─── Extracted text ───

I just met someone online and they are moving real fast and asking me about my past relationships. I do not want to tell them anything about this area of my life. We are both over 55 and divorced.

What should I do?

-Lesa (Arizona)

Dr. Wendy Walsh’s Answer:

First of all Lesa, you are right to exert some personal boundaries at the beginning of a relationship. Disclosing too much too soon before you are in a trusting situation can be damaging.

And yes, some older men like to settle into a comfy relationship quickly, especially if they have come out of a long marriage and that’s the lifestyle they know.

But you hold the reins. And it is perfectly honest to say, “I know you’d like to know more about me and when we get to a place in our relationship where I feel more comfortable, I’ll tell you.”

And that’s the other thing. Your sentence, “I do not want to tell them anything about this area of my life” rang with a kind of finality.

Not ever? Do you plan on keeping secrets? Because if you are, I will gently point out it’ll be really hard to have emotional intimacy if you insist of leaving a glaring hole in your relationship resume.

Which brings me to my next question: Is there something you are ashamed of?

Lesa, we all make mistakes. That’s how we become wise. Many of us need to learn through experience that a certain kind of relationship is a bad idea. And we need to have compassion for ourselves.

My suspicion is once you’ve made peace with yourself and your past, it will be a whole lot easier to explain it to your new love – when the time is right.

─── Stored data ───

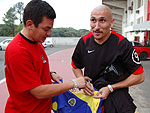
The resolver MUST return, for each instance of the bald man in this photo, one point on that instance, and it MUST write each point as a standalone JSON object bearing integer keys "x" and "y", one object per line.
{"x": 101, "y": 48}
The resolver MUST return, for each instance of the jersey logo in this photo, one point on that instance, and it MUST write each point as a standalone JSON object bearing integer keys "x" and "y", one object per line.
{"x": 91, "y": 51}
{"x": 44, "y": 61}
{"x": 135, "y": 57}
{"x": 72, "y": 101}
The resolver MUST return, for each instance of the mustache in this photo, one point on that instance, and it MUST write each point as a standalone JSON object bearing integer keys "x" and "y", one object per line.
{"x": 98, "y": 31}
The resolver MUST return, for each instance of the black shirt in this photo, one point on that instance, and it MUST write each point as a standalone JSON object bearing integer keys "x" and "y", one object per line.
{"x": 94, "y": 57}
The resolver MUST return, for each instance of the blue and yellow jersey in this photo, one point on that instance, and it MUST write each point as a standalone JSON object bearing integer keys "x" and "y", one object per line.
{"x": 76, "y": 102}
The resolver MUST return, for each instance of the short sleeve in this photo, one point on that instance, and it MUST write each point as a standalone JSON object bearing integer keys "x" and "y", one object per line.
{"x": 129, "y": 56}
{"x": 78, "y": 54}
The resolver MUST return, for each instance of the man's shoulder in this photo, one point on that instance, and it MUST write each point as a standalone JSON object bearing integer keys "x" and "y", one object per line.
{"x": 84, "y": 38}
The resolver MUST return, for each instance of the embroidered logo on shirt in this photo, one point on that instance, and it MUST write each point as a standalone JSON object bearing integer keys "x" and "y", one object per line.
{"x": 44, "y": 61}
{"x": 91, "y": 51}
{"x": 135, "y": 57}
{"x": 72, "y": 101}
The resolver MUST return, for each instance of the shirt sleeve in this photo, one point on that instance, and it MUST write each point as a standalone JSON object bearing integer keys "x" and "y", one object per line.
{"x": 130, "y": 57}
{"x": 77, "y": 57}
{"x": 23, "y": 73}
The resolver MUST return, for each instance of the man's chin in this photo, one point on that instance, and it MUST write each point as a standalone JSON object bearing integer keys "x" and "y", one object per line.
{"x": 97, "y": 37}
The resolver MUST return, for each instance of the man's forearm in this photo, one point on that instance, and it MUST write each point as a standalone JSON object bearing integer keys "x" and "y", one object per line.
{"x": 77, "y": 72}
{"x": 130, "y": 81}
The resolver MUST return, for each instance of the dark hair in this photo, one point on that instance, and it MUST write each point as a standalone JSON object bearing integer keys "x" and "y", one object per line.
{"x": 35, "y": 10}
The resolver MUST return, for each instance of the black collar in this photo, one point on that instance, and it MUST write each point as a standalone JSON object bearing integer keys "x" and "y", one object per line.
{"x": 32, "y": 42}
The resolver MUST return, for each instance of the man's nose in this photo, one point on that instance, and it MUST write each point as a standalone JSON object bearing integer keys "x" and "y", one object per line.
{"x": 97, "y": 25}
{"x": 49, "y": 33}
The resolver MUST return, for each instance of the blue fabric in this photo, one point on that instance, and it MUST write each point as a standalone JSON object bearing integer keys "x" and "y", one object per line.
{"x": 70, "y": 103}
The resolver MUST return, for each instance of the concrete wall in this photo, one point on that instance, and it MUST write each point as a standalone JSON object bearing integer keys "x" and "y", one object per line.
{"x": 65, "y": 40}
{"x": 58, "y": 40}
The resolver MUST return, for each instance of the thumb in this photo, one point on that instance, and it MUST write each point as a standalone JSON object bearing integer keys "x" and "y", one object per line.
{"x": 87, "y": 78}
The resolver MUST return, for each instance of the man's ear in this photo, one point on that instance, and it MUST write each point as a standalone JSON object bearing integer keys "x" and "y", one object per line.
{"x": 29, "y": 24}
{"x": 112, "y": 22}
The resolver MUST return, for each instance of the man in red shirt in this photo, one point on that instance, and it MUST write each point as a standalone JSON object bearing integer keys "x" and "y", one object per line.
{"x": 27, "y": 71}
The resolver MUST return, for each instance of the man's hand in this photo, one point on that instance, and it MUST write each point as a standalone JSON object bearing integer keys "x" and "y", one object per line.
{"x": 56, "y": 77}
{"x": 82, "y": 81}
{"x": 89, "y": 89}
{"x": 102, "y": 93}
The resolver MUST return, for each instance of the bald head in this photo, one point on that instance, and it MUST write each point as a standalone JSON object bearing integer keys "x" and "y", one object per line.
{"x": 103, "y": 8}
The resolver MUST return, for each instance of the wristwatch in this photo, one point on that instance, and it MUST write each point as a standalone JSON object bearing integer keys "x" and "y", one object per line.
{"x": 52, "y": 72}
{"x": 110, "y": 88}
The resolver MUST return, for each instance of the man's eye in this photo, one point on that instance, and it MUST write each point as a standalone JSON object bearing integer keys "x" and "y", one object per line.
{"x": 102, "y": 20}
{"x": 46, "y": 30}
{"x": 93, "y": 20}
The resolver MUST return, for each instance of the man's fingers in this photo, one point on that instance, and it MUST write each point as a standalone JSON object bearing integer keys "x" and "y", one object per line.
{"x": 87, "y": 78}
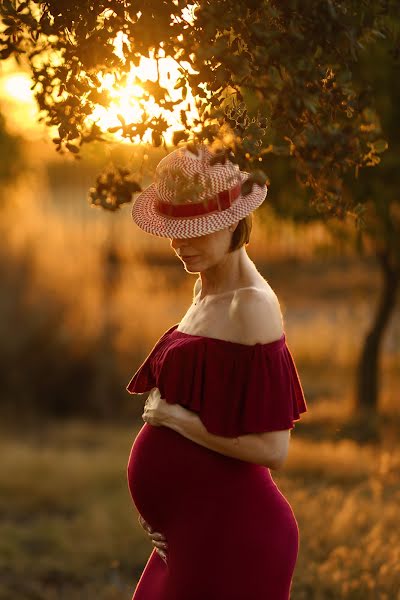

───

» **Requirements**: Please reproduce the passage of the advice column starting at "But you hold" and ending at "kind of finality.". These records have no connection to the advice column.

» **Answer below**:
But you hold the reins. And it is perfectly honest to say, “I know you’d like to know more about me and when we get to a place in our relationship where I feel more comfortable, I’ll tell you.”

And that’s the other thing. Your sentence, “I do not want to tell them anything about this area of my life” rang with a kind of finality.